## TASKS TO PERFORM
1/ Can you change the game-of-the-year article's passage from "Let’s see who" to "of its themes." by swapping "drag" for "slog"?
2/ Could you carry the game-of-the-year article forward from where it stops?

## PAGE

## START

It was a very good year
2013 has been quite a year, and now it’s drawing to a close. Time for us to round up every game that came out in the last 12 months, stick them all in a colosseum, and have them battle it out for Game of the Year honors.
Or rather, time for PCWorld staff to have long, heated debates about why one game deserves a spot on the list instead of someone else’s favorite. Discussions have gotten tense at times, but we’ve emerged with minimal injuries—and our final list.
The qualifications for contention: The game must be a stand-alone product that you can buy on its own, and it must run on a PC.
Let’s see who made the list, shall we?
10. BioShock Infinite

BioShock Infinite didn’t match its potential. Set aside the fact that the middle chapter is a drag, and you’re still left with an extremely problematic story that never quite gets a handle on any of its themes.
And yet there were moments (particularly this one) that provided brief glimpses of the game it might have been, and even those brief glimpses were better than a lot of games. BioShock Infinite didn’t “save video games,” and it certainly didn’t have the same impact as the original BioShock, but those sky-high expectations were always unrealistic. It’s a shooter with a story that’s marginally better than those of most other shooters, set in a high-concept world that occasionally falters and shows its seams.

## END

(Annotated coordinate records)
## START

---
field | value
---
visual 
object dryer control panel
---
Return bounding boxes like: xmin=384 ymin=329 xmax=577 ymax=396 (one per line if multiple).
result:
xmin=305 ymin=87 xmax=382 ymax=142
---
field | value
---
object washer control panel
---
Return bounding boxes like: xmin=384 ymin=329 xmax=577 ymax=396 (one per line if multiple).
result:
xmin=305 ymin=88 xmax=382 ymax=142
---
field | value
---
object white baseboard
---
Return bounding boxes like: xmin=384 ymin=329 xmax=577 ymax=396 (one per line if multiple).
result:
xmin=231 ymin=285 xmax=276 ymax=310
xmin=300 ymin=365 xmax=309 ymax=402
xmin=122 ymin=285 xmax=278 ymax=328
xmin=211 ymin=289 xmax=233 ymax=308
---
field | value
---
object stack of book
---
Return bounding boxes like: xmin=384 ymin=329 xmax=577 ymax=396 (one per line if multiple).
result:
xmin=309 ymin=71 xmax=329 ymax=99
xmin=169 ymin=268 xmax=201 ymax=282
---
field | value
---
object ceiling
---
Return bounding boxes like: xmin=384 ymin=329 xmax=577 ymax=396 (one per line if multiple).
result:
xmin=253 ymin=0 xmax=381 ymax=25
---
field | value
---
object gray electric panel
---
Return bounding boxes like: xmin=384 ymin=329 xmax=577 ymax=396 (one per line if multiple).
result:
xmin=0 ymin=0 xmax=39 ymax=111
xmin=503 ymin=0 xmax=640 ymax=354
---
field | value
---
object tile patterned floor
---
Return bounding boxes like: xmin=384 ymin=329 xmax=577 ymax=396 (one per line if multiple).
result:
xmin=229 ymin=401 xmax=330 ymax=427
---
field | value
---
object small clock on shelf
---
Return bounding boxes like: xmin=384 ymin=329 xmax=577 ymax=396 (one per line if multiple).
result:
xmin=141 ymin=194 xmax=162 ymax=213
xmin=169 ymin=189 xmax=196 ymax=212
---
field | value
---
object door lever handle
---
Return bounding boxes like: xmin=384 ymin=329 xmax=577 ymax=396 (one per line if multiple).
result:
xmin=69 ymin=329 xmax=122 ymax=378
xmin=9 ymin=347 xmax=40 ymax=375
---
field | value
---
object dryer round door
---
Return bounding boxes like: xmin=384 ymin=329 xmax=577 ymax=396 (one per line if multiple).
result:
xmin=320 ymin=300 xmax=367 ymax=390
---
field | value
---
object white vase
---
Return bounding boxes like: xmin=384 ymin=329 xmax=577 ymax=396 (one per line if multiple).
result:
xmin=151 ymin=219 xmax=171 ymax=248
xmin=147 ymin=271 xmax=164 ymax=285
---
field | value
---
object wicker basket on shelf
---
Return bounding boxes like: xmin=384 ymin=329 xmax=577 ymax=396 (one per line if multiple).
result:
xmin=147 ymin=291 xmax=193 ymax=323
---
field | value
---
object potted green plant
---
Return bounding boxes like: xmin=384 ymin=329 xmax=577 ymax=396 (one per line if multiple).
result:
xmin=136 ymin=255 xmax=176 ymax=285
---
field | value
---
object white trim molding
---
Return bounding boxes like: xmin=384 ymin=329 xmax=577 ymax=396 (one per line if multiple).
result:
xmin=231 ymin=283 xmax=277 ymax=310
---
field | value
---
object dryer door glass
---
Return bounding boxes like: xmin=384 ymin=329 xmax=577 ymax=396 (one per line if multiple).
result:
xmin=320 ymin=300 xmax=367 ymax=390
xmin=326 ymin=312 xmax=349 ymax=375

## END

## RESULTS BY TASK
1/
Let’s see who made the list, shall we?
10. BioShock Infinite

BioShock Infinite didn’t match its potential. Set aside the fact that the middle chapter is a slog, and you’re still left with an extremely problematic story that never quite gets a handle on any of its themes.

2/
Just enough to squeak in at the bottom of the list.
9. Saints Row IV

If Saints Row were a presidential candidate, it would endorse Fun. Capital F.
“Restrict guns? No, I want the entire world to have guns,” says President Saints Row IV. “Oh, and here are some superpowers and a kickin’ soundtrack and—you know what, let’s just remake Crackdown, but make it silly.” I love Crackdown. Remake Crackdown but set it in the anything-goes, Saints Row universe, where every moment is a new pop-culture reference, and one of your many superpowers lets you turn yourself into a nuclear explosion? Awesome.
Plus, I think there’s an unspoken rule that any game prominently featuring Aerosmith’s perennial classic “I Don’t Want to Miss a Thing” has to make the GOTY list.
8. Tomb Raider

I never thought that in 2013 I’d be putting a Tomb Raider title on the Game of the Year list, but here we are. Developed by Crystal Dynamics, the new Tomb Raider is (like so many things these days) a dark, gritty reboot of the franchise.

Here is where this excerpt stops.